__WHAT THIS TASK INVOLVES__
Exactly the lines from the one containing "like [327, 87]." through the end of the data below are to be reproduced, and nothing besides them.

++++++

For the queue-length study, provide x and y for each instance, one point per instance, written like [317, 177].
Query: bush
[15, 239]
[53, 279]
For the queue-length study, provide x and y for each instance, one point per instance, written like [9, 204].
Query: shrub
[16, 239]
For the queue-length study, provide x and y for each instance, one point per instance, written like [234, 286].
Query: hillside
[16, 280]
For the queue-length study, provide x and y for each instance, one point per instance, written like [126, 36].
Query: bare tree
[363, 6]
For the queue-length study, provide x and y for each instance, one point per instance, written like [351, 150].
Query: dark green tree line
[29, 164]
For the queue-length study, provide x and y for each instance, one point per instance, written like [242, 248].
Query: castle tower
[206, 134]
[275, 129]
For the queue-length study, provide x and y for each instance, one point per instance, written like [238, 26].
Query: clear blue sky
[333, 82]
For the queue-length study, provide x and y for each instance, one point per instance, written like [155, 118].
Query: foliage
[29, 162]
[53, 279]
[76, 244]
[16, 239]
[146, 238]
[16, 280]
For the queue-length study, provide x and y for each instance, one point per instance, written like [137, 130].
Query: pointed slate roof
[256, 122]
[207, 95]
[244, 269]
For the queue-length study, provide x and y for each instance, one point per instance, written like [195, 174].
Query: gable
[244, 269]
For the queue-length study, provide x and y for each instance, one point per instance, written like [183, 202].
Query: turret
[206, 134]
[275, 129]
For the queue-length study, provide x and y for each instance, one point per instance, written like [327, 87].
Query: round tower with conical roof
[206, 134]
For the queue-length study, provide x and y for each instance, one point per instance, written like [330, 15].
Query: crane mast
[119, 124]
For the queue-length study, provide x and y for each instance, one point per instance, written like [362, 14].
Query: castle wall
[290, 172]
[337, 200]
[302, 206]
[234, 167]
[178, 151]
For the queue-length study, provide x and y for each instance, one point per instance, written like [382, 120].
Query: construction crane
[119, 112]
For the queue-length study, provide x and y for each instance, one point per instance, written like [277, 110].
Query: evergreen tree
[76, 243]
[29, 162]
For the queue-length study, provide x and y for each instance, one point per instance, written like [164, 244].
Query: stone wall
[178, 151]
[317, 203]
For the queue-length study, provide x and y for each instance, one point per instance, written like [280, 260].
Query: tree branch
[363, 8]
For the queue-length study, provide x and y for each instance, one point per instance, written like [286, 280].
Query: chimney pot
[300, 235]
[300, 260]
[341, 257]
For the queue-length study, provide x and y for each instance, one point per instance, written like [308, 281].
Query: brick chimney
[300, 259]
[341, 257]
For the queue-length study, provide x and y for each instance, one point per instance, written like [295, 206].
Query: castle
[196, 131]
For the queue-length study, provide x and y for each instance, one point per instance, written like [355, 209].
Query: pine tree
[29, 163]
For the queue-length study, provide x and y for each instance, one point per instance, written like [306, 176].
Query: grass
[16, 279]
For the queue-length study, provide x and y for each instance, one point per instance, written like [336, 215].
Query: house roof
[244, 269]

++++++

__FINISHED EXERCISE__
For the queue-length study, provide x and y for each instance, one point per instance, written like [327, 87].
Query: round tower with conical roof
[206, 134]
For the queue-length study, provide x and y for each instance, one point per instance, written like [330, 15].
Query: crane mast
[119, 124]
For the queue-length study, provide x and y for each instance, one point per instance, written like [362, 14].
Query: castle wall
[290, 172]
[337, 200]
[302, 206]
[234, 167]
[178, 151]
For the queue-length study, provide x and y for each instance, one point per instance, written like [382, 120].
Query: construction crane
[119, 112]
For the queue-length study, provide x and y for each instance, one point per instance, written like [277, 110].
Query: evergreen tree
[76, 243]
[29, 162]
For the queue-length study, provide x and y for each instance, one point per instance, written like [164, 244].
Query: stone wall
[178, 151]
[317, 203]
For the queue-length study, provide x and y for each instance, one point per instance, written like [280, 260].
Query: tree branch
[363, 8]
For the queue-length study, provide x and y for each instance, one point per instance, written like [286, 280].
Query: chimney pot
[300, 235]
[300, 260]
[341, 257]
For the queue-length study, provide x and y for each instance, one point per instance, written like [308, 281].
Query: brick chimney
[300, 259]
[341, 257]
For the queue-length study, provide x and y for each instance, one point per instance, written like [295, 206].
Query: castle
[196, 131]
For the queue-length study, provide x and y for each instance, one point per instance, written like [355, 209].
Query: pine tree
[29, 163]
For the queue-length study, provide x and y for each instance, one point per instance, written like [306, 176].
Query: grass
[16, 279]
For the queue-length study, provide x and y for each instance, one point per instance, written like [336, 215].
Query: house roof
[244, 269]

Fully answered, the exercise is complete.